Reproduce every record below with each "keypoint" replaced by "marker" and nothing else altered. Omit the pictures from your answer.

╭─ INPUT ROWS

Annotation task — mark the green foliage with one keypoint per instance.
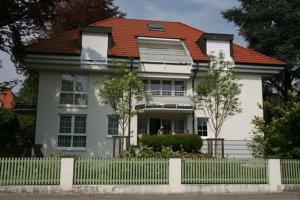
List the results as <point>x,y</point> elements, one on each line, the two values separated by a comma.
<point>40,18</point>
<point>119,90</point>
<point>180,142</point>
<point>8,126</point>
<point>280,135</point>
<point>217,94</point>
<point>165,152</point>
<point>272,27</point>
<point>79,13</point>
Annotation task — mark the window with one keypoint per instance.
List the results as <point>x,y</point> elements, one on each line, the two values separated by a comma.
<point>202,126</point>
<point>74,89</point>
<point>145,85</point>
<point>179,88</point>
<point>167,124</point>
<point>113,125</point>
<point>179,126</point>
<point>155,87</point>
<point>72,131</point>
<point>166,88</point>
<point>142,125</point>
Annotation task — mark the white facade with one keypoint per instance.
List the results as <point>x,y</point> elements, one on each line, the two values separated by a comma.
<point>174,109</point>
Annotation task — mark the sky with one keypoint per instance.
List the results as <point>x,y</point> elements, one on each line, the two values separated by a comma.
<point>202,14</point>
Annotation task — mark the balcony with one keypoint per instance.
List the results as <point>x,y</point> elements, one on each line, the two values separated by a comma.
<point>165,99</point>
<point>25,102</point>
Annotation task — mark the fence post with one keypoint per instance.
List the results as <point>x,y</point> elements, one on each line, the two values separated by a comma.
<point>175,174</point>
<point>274,174</point>
<point>66,173</point>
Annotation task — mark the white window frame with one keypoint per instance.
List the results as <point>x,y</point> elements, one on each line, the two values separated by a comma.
<point>202,119</point>
<point>174,122</point>
<point>72,134</point>
<point>162,92</point>
<point>108,118</point>
<point>74,92</point>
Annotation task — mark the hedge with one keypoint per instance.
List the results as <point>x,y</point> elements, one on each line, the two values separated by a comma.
<point>186,142</point>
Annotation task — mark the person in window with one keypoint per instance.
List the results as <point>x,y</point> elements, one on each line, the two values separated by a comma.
<point>161,130</point>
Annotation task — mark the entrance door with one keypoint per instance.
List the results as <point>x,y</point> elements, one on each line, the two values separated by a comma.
<point>154,126</point>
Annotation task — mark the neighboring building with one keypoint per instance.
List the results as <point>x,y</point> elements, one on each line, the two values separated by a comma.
<point>7,98</point>
<point>166,55</point>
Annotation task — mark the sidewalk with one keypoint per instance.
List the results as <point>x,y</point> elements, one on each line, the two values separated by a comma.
<point>194,196</point>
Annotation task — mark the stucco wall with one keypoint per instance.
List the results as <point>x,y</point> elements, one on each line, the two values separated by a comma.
<point>98,143</point>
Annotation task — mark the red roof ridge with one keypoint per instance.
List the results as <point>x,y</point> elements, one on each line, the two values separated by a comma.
<point>191,27</point>
<point>103,20</point>
<point>255,52</point>
<point>131,19</point>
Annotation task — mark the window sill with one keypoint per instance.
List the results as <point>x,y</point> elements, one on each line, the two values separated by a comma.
<point>73,106</point>
<point>71,148</point>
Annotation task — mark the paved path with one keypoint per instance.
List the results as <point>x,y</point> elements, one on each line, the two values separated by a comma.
<point>66,196</point>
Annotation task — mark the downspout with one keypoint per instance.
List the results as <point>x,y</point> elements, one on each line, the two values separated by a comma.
<point>129,120</point>
<point>193,87</point>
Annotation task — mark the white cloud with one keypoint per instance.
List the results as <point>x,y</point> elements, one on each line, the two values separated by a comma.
<point>219,4</point>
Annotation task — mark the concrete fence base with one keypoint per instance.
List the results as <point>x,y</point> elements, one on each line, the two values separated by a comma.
<point>175,186</point>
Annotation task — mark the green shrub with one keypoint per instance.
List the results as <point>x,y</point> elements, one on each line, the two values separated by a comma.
<point>183,143</point>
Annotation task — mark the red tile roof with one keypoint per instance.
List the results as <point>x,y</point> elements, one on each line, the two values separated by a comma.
<point>125,31</point>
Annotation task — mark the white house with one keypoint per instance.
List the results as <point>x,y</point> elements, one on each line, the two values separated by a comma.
<point>170,58</point>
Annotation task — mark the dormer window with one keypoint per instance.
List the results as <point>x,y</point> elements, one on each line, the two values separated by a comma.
<point>154,26</point>
<point>163,50</point>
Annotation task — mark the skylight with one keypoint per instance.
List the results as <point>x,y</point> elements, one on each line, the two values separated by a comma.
<point>154,26</point>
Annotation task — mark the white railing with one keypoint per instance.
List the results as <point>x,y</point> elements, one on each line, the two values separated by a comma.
<point>166,99</point>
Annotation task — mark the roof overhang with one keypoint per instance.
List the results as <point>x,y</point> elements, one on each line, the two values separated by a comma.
<point>264,70</point>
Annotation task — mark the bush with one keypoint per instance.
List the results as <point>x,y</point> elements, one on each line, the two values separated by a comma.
<point>183,143</point>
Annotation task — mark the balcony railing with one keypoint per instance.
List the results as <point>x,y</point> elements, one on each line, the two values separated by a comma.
<point>165,99</point>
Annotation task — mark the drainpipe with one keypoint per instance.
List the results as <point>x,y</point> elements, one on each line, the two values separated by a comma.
<point>129,120</point>
<point>193,87</point>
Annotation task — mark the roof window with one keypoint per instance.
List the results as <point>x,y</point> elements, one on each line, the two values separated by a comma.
<point>154,26</point>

╰─

> [RESULT FOR THIS EXERCISE]:
Annotation task — mark the green foliage with one marker per instance.
List the results as <point>x,y</point> elements, one on each line, the two values separated by a comma.
<point>40,18</point>
<point>119,90</point>
<point>180,142</point>
<point>8,126</point>
<point>280,135</point>
<point>217,94</point>
<point>165,152</point>
<point>272,27</point>
<point>79,13</point>
Annotation task — mark the window with one marker per instance.
List the results as <point>x,y</point> elements, one on each line, the two values separated by a comma.
<point>202,126</point>
<point>74,89</point>
<point>145,85</point>
<point>179,88</point>
<point>167,124</point>
<point>113,125</point>
<point>179,126</point>
<point>155,87</point>
<point>72,131</point>
<point>166,88</point>
<point>142,125</point>
Annotation task — mark the white facade with one marker per instance.
List the results as <point>x,y</point> elements, one on each line, the two values separated by a comma.
<point>174,109</point>
Annotation task — mark the sky with one marker per instance.
List the results as <point>x,y</point> elements, one on each line, the two values separated by a comma.
<point>202,14</point>
Annotation task — mark the balcony with one marker per instance.
List the results as <point>x,y</point> elements, one on each line, the two values separated by a comma.
<point>165,99</point>
<point>25,102</point>
Annotation task — mark the fence post with one marker per instance.
List the results as <point>x,y</point> elements, one on each line, the two values separated by a comma.
<point>175,174</point>
<point>274,174</point>
<point>66,173</point>
Annotation task — mark the white window frame with one marker per instance.
List the results as <point>x,y</point> elements, one on each line, the two values separated by a comma.
<point>202,119</point>
<point>174,122</point>
<point>72,134</point>
<point>162,92</point>
<point>108,118</point>
<point>74,92</point>
Annotation task — mark the hedge with one marker per instance.
List the results as <point>x,y</point> elements, one on each line, the two values separated by a comma.
<point>186,142</point>
Annotation task — mark the person in window with one marker per instance.
List the results as <point>x,y</point> elements, one on each line, the two values separated by a comma.
<point>161,130</point>
Annotation task — mark the entrance door with one marker per instance.
List the results as <point>x,y</point> elements, one on each line, the two values separated by a comma.
<point>154,126</point>
Annotation task — mark the neighboring building with one marker per instance.
List the results as <point>x,y</point> elements, one on each line, the two values separated by a comma.
<point>7,98</point>
<point>166,55</point>
Annotation task — mark the sidewalk with one marker per instance.
List the results as <point>x,y</point> elements, one on each line, the two values separated by a comma.
<point>194,196</point>
Annotation task — mark the stucco wall with one marker per instance.
List the results as <point>x,y</point> elements, one on each line, the two values separated by a comma.
<point>98,143</point>
Annotation task — mark the red roof ridge with one marker per instance.
List the results as <point>x,y</point> elements, one on each line, the two values separated by a comma.
<point>191,27</point>
<point>103,20</point>
<point>255,52</point>
<point>131,19</point>
Annotation task — mark the window sill with one marker per instance.
List the results as <point>x,y</point> elements, one on each line, the two values separated by a comma.
<point>73,106</point>
<point>71,148</point>
Annotation task — mark the paved path with one marker per instance.
List the results as <point>x,y</point> elements, one on each line, the two values separated by a comma.
<point>66,196</point>
Annotation task — mark the downspout with one marker per instance.
List the results as <point>x,y</point> elements, one on each line, the two values separated by a comma.
<point>129,120</point>
<point>193,87</point>
Annotation task — mark the white cloud with one marker per instance.
List the results as <point>x,y</point> elements, one on each line, the two values separated by a comma.
<point>219,4</point>
Annotation task — mark the concrete fence base with one marker per instance.
List the results as <point>x,y</point> elements, one on each line, the two values separated by a comma.
<point>175,186</point>
Annotation task — mark the green shrub with one marker per instance.
List the results as <point>x,y</point> elements, one on each line, the two values separated by a comma.
<point>183,143</point>
Annotation task — mark the red tile roof with one marker per instance.
List the results as <point>x,y</point> elements, one on each line, the two values separated by a comma.
<point>125,31</point>
Annotation task — mark the white house with one marker per instance.
List the results as <point>x,y</point> elements, one on each line, the two values separated by a comma.
<point>170,58</point>
Annotation task — mark the dormer window with one marker per instance.
List the results as <point>x,y</point> elements, one on each line, the two values separated by a comma.
<point>154,26</point>
<point>163,50</point>
Annotation task — mark the skylight with one marker per instance.
List the results as <point>x,y</point> elements, one on each line, the two values separated by a comma.
<point>154,26</point>
Annotation task — mark the white railing with one marker per instance.
List the results as <point>x,y</point> elements, one on each line, the two values separated by a comma.
<point>166,99</point>
Annotation task — mark the roof overhang with one marker per instance.
List the results as <point>x,y</point> elements, one on each line, the two values separated by a comma.
<point>264,70</point>
Annotation task — mark the bush with one marker per instance.
List the results as <point>x,y</point> elements, one on each line, the two values separated by a comma.
<point>183,143</point>
Annotation task — mark the balcony railing with one marker per instance.
List the results as <point>x,y</point> elements, one on each line, the two values separated by a comma.
<point>165,99</point>
Annotation task — mark the drainpipe with one marker per instance.
List the results as <point>x,y</point> elements, one on each line, the two values separated by a comma.
<point>129,120</point>
<point>193,87</point>
Annotation task — mark the roof window with one marker per instance.
List the results as <point>x,y</point> elements, one on each line, the two values separated by a comma.
<point>154,26</point>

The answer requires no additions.